Objective 1 | Name every performer other than Anne Stallybrass mentioned in the article on Anne Stallybrass.
Objective 2 | From the article on Anne Stallybrass, transcribe the part that opens with the words containing "Of the theatrical" and closes with "the same hotel.".

Eighteen months later, and
directly as a result of her portrayal of Jane Seymour, Anne
Stallybrass was cast in a role that was to make her a household
name. Playing opposite Peter Gilmore, Anne suffered week in, week
out as Mrs James Onedin in The Onedin Line. She had not been
the original choice. In the pilot programme James's wife was played
by Sheila Allen, but in the intervening year, "she got involved in
Women's Lib theatre or something and that's how I got invited to do
it".
Had Anne any inkling quite
what she was letting herself in for? Had she any notion that this
was to be a series spoken of, even now, in hallowed tones? "I had no
idea, none at all. And I'd never done a series before ... In the
end, its success was why I decided to leave. After two years - and
they were quite extraordinary, with the world's press gathered
outside the rehearsal rooms in North Acton virtually every day - I
thought that if I didn't leave then, I'd stay forever."
It was a wise decision
because The Onedin Line ran for ten years, but it was a brave
one, too. Having made up her mind to go, did she then hesitate?
"No," she says firmly, "I didn't at all on that one. Looking back
now, I suppose it was quite a courageous decision in a way.
I'm not at all sure I'd do the same thing now, but that was sixteen
years ago and so I was younger and I felt the need to do something
different."
One of her ambitions had
been to work with either the National Theatre or the Royal
Shakespeare Company. In the event, she never has, although she has
worked extensively in the theatre ever since, as well as, in time,
on television again. One of the television highlights was her role
opposite Michael Elphick in This Year Next Year, not least
because she was playing comedy, a rarity.
It is not hard to see why
casting directors turn to Anne when looking for someone to play a
tragic heroine. Her face, in repose, is strong and grave; and,
looking at her today, with her page-boy haircut, her neat black
sweater, crisp white shirt, mid-calf length black cord skirt and
black boots, it is easy to imagine her fitting comfortably into
period costume. It is something she herself acknowledges.
"I became well known for
playing long-suffering 'historical' ladies: Jane Seymour, the Mayor
of Casterbridge's wife, Mrs James Onedin. I've been ill-used by my
screen husbands," she says cheerfully, "rotters to a man."
Of the theatrical
highlights, two stay in her mind. Both were comedy tours: the first,
My Fat Friend, starring John Inman at the height of his
popularity in Are You Being Served? toured the country from
Poole to Aberdeen and was, says Anne, the single most pleasurable
experience of her entire career. "We played to completely full
houses every night, at every theatre, throughout the tour. It was a
joy, an absolute joy."
The fun wasn't confined to
the performances. "We used to like to eat after the show, but we
decided it was beginning to get a bit expensive. There were only
four of us in the cast, so we were usually all in the same hotel.

Data extract |
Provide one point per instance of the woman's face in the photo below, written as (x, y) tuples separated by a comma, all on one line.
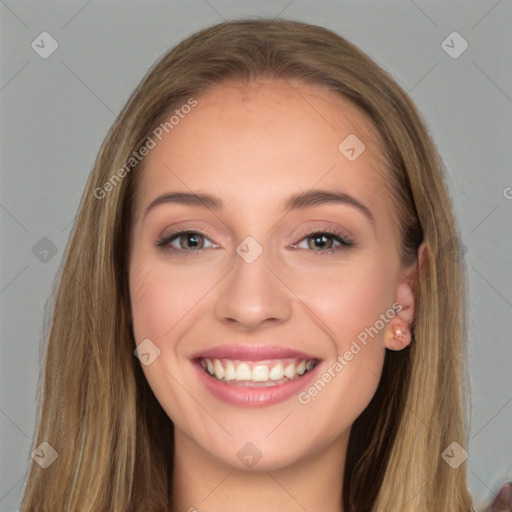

Expected output 1 | Peter Gilmore, Sheila Allen, Michael Elphick, John Inman

Expected output 2 |
Of the theatrical
highlights, two stay in her mind. Both were comedy tours: the first,
My Fat Friend, starring John Inman at the height of his
popularity in Are You Being Served? toured the country from
Poole to Aberdeen and was, says Anne, the single most pleasurable
experience of her entire career. "We played to completely full
houses every night, at every theatre, throughout the tour. It was a
joy, an absolute joy."
The fun wasn't confined to
the performances. "We used to like to eat after the show, but we
decided it was beginning to get a bit expensive. There were only
four of us in the cast, so we were usually all in the same hotel.